**TASK LIST**
1. In the forum thread about getting a mobile phone SIM in Italy, which of the three main phone companies has the cheapest tourist package?
2. Resume the forum thread on getting a mobile phone SIM in Italy from the point where it stops.

**PROVIDED TEXT**
──────────────────────────────

# Mobile Phone SIM in Italy?



## Peasant (Aug 12, 2018)

I live in France, where it's easy to just pop into a mobile phone store and pick up a SIM, but evidently in Italy you need a tax number (codice fiscale) before you can get one.
I have a friend from the US that will be spending three weeks in Italy on her honeymoon and she would, of course, like to get a local SIM rather than pay AT&T some sort of exorbitant fee. Is there any way for a short term visitor to get an Italian SIM?
Thanks in advance.


----------



## NickZ (Jun 26, 2009)

The three main phone companies all offer tourist packages similar to the Orange tourist offer. In Italy they range from €20 for a month up to €30.

Wind is cheapest the other two are at the higher end.

TIM doesn't include SMS IIRC but has more data. I think they all have calls to the US currently but check if that matters.


----------



## Troz (Jan 29, 2018)

Assuming that her phone is not locked by her US provider, she can just go into one of the main vendors and pick up a prepaid SIM. You can even buy them at the airport on the way in. If her phone is locked, she will of course have to try and get it unlocked before she leaves.

──────────────────────────────

**GIVEN MATERIAL**
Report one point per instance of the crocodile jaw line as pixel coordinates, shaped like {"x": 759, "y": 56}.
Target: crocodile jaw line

──────────────────────────────

**RESULTS FOR THE EXERCISE**
1. Wind

2.
I'd recommend TIM (the former government monopoly) as having the best coverage in rural areas, but if your friend is mainly going to be in towns, then she may as well walk into the first outlet she sees out of TIM, Wind and Vodafone.

They will have various packages available so it's important to say what she will be using it for (calls, SMS, data) and which countries she will be calling. I once mistakenly bought a package that gave me lots of free minutes to countries I didn't need to call, and cost me quite a bit to call Australia. Some companies will make a big deal out of offering "free roaming" in the EU without mentioning that they are obliged to under EU regulations.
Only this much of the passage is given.